▸ **Problem description**: Reproduce every entry in the listing without alteration.

▸ **Extracted material**:
* * * *

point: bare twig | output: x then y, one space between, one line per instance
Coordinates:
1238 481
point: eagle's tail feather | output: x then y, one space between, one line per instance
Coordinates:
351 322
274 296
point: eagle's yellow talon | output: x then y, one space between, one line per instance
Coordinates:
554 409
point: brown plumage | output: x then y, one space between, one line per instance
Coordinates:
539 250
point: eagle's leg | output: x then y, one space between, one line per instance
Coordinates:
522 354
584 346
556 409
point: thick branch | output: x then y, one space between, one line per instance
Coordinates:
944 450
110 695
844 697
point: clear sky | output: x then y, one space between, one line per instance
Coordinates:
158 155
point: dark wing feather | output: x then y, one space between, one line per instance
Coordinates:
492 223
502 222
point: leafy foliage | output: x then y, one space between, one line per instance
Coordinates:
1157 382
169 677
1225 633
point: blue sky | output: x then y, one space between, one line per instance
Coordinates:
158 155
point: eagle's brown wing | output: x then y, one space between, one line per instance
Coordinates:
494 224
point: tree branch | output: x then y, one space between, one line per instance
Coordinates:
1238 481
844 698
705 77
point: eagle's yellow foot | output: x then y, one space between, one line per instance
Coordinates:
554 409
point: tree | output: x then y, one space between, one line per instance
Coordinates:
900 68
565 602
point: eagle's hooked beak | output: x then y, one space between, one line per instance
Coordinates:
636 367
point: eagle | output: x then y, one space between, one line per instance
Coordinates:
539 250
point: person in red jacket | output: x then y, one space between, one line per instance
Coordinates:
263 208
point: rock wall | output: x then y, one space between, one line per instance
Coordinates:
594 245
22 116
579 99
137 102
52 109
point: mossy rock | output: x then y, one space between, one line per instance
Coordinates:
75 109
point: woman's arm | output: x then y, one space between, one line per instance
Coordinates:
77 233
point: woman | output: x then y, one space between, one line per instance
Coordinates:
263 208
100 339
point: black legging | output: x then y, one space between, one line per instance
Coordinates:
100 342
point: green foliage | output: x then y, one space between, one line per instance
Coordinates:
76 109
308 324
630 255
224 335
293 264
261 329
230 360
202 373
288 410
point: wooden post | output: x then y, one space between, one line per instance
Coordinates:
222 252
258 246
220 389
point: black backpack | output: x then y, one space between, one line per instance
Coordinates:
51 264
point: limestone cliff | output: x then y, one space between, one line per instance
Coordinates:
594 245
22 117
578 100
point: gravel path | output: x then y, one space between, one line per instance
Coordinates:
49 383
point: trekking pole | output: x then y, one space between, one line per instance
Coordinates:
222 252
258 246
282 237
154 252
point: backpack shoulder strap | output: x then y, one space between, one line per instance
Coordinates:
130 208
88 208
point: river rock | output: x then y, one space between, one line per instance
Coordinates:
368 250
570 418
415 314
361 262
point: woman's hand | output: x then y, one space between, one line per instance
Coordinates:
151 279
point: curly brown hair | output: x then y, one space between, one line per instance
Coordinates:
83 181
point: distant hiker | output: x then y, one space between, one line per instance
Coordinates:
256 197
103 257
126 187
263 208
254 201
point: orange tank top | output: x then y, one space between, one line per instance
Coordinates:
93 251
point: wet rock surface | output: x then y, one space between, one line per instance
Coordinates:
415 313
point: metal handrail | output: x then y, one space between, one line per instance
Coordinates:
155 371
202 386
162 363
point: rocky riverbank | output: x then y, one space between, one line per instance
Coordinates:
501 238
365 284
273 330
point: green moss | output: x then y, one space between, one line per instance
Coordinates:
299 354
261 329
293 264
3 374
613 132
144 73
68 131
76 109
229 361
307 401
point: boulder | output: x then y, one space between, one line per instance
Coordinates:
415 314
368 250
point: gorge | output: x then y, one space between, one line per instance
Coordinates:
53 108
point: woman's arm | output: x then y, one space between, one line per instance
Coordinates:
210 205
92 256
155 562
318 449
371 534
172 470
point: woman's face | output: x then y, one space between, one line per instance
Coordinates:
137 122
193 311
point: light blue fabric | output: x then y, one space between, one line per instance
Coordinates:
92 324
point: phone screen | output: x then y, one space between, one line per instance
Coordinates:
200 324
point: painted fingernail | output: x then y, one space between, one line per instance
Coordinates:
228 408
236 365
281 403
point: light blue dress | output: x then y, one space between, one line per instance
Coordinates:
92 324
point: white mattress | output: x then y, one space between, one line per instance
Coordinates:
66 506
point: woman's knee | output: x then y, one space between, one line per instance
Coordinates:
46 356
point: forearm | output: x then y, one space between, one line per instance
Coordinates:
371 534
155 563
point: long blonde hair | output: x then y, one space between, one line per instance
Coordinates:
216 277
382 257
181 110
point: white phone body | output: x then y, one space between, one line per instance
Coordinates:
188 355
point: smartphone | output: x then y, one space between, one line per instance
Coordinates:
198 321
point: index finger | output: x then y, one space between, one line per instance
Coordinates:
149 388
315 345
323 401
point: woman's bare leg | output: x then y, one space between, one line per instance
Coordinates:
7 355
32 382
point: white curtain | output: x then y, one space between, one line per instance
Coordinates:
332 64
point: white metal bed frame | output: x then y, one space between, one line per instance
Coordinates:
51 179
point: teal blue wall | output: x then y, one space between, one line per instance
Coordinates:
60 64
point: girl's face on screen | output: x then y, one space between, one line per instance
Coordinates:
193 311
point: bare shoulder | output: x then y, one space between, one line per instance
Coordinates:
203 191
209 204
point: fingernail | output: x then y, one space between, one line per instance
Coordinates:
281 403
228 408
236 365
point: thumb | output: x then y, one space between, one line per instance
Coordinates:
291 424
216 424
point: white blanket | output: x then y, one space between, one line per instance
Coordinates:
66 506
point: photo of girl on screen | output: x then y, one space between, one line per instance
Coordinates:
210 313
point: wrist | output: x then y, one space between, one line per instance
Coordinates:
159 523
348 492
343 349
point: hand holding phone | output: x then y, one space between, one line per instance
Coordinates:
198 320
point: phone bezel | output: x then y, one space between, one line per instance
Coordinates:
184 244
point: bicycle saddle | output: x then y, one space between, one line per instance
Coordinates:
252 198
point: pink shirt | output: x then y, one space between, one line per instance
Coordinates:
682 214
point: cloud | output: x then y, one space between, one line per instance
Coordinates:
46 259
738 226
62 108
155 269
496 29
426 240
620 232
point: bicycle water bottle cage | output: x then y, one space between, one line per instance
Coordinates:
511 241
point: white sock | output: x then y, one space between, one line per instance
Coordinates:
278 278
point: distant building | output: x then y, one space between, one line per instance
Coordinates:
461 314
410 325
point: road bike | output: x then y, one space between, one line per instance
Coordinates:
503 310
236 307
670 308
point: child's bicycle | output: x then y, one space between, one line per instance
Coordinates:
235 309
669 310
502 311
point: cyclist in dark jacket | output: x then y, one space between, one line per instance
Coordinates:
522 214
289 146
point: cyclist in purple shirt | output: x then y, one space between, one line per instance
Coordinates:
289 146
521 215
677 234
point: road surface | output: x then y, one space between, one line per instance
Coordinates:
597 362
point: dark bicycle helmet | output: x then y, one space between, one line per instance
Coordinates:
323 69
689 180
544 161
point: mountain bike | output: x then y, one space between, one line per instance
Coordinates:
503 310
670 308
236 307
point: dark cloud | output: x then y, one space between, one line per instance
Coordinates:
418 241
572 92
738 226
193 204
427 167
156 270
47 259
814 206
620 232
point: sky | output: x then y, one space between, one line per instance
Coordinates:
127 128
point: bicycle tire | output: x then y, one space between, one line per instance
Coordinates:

* * * *

▸ **Task answer**:
point: bare twig | output: x then y, one space between, one line per instance
Coordinates:
1238 481
point: eagle's tail feather | output: x then y, one space between, one line per instance
Coordinates:
351 322
274 296
point: eagle's yellow talon | output: x then y, one space between, one line per instance
Coordinates:
554 409
point: brown plumage | output: x then y, one space between, one line per instance
Coordinates:
539 250
point: eagle's leg | output: x then y, one space between, one line per instance
Coordinates:
522 354
584 346
556 409
point: thick branch | output: x then y, one space between, one line per instance
Coordinates:
944 450
110 695
844 697
point: clear sky | output: x then y, one space between, one line per instance
Coordinates:
158 155
point: dark wing feather | output: x then y, one space between, one line per instance
Coordinates:
492 223
502 222
point: leafy foliage | output: x then y, one space between, one line per instance
Coordinates:
1157 382
169 677
1225 633
point: blue sky | output: x then y, one space between, one line per instance
Coordinates:
158 155
point: eagle's brown wing | output: x then y, one space between, one line per instance
Coordinates:
494 224
point: tree branch | output: x then y, one space between, one line per instance
Coordinates:
1238 481
844 698
705 77
point: eagle's yellow foot | output: x then y, one space between, one line per instance
Coordinates:
554 409
point: tree | output: x then y, one space between, one line per instance
Coordinates:
900 68
565 602
point: eagle's hooked beak | output: x then y, one space between, one line per instance
Coordinates:
636 367
point: eagle | output: x then y, one space between, one line per instance
Coordinates:
539 250
point: person in red jacket | output: x then y, one space between, one line per instance
Coordinates:
263 208
point: rock wall | output: x then y, one space between, one line per instance
Coordinates:
594 245
22 116
579 99
137 102
52 109
point: mossy rock | output: x then y, one space between, one line per instance
Coordinates:
75 109
point: woman's arm | output: x then y, one space between, one line per instance
Coordinates:
77 233
point: woman | output: x then y, one space between, one line per instance
Coordinates:
263 208
100 339
point: black legging | output: x then y, one space between, one line per instance
Coordinates:
100 342
point: green foliage | output: x then y, one space between, one line per instance
Coordinates:
76 109
308 324
630 255
224 335
293 264
261 329
230 360
202 373
288 410
point: wooden post | output: x then y, one space between, one line per instance
Coordinates:
222 252
258 246
220 389
point: black backpack | output: x then y, one space between, one line per instance
Coordinates:
51 264
point: limestone cliff | output: x then y, one space between, one line per instance
Coordinates:
594 245
22 117
578 100
point: gravel path | output: x then y, one space between, one line per instance
Coordinates:
49 383
point: trekking pole | output: x then y, one space between, one line per instance
Coordinates:
222 252
258 246
282 237
154 252
point: backpack shoulder strap | output: x then y, one space between, one line per instance
Coordinates:
130 208
88 208
point: river rock | output: x then y, one space between, one line per instance
Coordinates:
368 250
570 418
415 314
361 262
point: woman's hand | output: x then y, one space between, one line per instance
Coordinates:
151 279
point: curly brown hair | output: x then y, one space between, one line per instance
Coordinates:
83 181
point: distant hiker | output: x then y, one space between, one line per instance
Coordinates:
256 197
103 257
126 187
263 208
254 201
point: orange tank top | output: x then y, one space between, one line per instance
Coordinates:
93 251
point: wet rock surface | output: x then y, one space between, one line per instance
Coordinates:
415 313
point: metal handrail | output: x then y, one space between, one line per instance
Coordinates:
155 371
202 386
162 363
point: rocky riverbank | output: x then y, one space between, one line per instance
Coordinates:
501 238
365 284
273 330
point: green moss | output: x then y, one space between, one line per instance
Coordinates:
299 354
261 329
293 264
3 374
613 132
144 73
68 131
76 109
229 361
307 401
point: boulder | output: x then y, one space between, one line per instance
Coordinates:
415 314
368 250
point: gorge | output: x then y, one space between, one line per instance
Coordinates:
53 108
point: woman's arm | output: x then y, one space between, one line per instance
Coordinates:
210 205
92 256
155 562
318 449
371 534
172 470
point: woman's face | output: x then y, one space between, one line per instance
Coordinates:
137 122
193 311
point: light blue fabric | output: x then y, one space between, one line per instance
Coordinates:
92 324
point: phone screen | output: x then y, one space between, one line per instance
Coordinates:
200 324
point: painted fingernail | output: x then y, one space between, one line per instance
Coordinates:
228 408
236 365
281 403
point: light blue dress | output: x then y, one space between, one line per instance
Coordinates:
92 324
point: white mattress | output: x then y, one space between, one line per instance
Coordinates:
66 506
point: woman's knee | output: x then y, one space between, one line per instance
Coordinates:
46 356
point: forearm | output: x then y, one space between, one line per instance
Coordinates:
371 534
155 563
point: long blonde hair | output: x then y, one space between, one line per instance
Coordinates:
216 277
382 257
181 110
point: white phone body | output: x then y, one space between, one line per instance
Coordinates:
188 355
point: smartphone | output: x then y, one space between, one line per instance
Coordinates:
198 321
point: index finger | output: x then y, one space between, one line per instance
Coordinates:
149 388
315 345
323 401
point: woman's bare leg | output: x then y, one space between, one line per instance
Coordinates:
7 355
32 382
point: white curtain | output: x then y, one space between, one line per instance
Coordinates:
332 64
point: white metal bed frame | output: x then y, one space between, one line per instance
Coordinates:
51 179
point: teal blue wall | output: x then y, one space between, one line per instance
Coordinates:
60 64
point: girl's face on screen | output: x then y, one space between, one line per instance
Coordinates:
193 311
point: bare shoulder | output: x then y, one space between, one line per instance
Coordinates:
203 191
209 204
point: fingernail | output: x then y, one space between, one line per instance
Coordinates:
281 403
228 408
236 365
point: thumb | output: x then y, one space between, one line per instance
Coordinates:
291 424
216 424
point: white blanket | output: x then y, one space between, one line per instance
Coordinates:
66 506
point: photo of girl on screen | output: x then y, one space between, one line per instance
Coordinates:
210 313
point: wrist | output: x then y, one space between, one line per instance
Coordinates:
159 523
348 492
343 349
point: hand holding phone | output: x then y, one space between, one line per instance
Coordinates:
198 320
point: phone bezel | output: x then y, one space between, one line per instance
Coordinates:
184 244
point: bicycle saddle | output: x then y, one space between, one line per instance
Coordinates:
252 198
point: pink shirt | output: x then y, one space between, one line per instance
Coordinates:
682 214
point: cloud | output: x then y, one space between, one line per instance
Coordinates:
46 259
738 226
62 108
155 269
496 29
426 240
620 232
point: bicycle water bottle cage | output: x then y, one space between, one line per instance
Coordinates:
511 241
point: white sock | output: x then y, one space between, one line per instance
Coordinates:
278 278
point: distant building | output: x then y, one space between, one line per instance
Coordinates:
461 314
410 325
point: road bike | output: x then y, one space between, one line per instance
Coordinates:
503 310
236 307
670 308
point: child's bicycle | output: x then y, one space between, one line per instance
Coordinates:
235 309
669 310
502 311
point: cyclist in dark jacket | output: x then y, one space between, one line per instance
Coordinates:
522 214
289 146
point: cyclist in purple shirt | output: x then y, one space between, one line per instance
Coordinates:
289 146
521 215
677 234
point: road surface | output: x then y, one space between, one line per instance
Coordinates:
597 362
point: dark bicycle helmet | output: x then y, one space between, one line per instance
Coordinates:
323 69
689 180
544 161
point: mountain bike | output: x then y, one space between, one line per instance
Coordinates:
503 310
670 308
236 307
point: dark cloud | output: x then y, one space between, one line per instance
Coordinates:
418 241
572 92
738 226
193 204
427 167
156 270
47 259
814 206
620 232
point: sky | output: x then y, one space between, one line per instance
Coordinates:
127 128
point: bicycle tire | output: x then y, one space between, one line per instance
Coordinates:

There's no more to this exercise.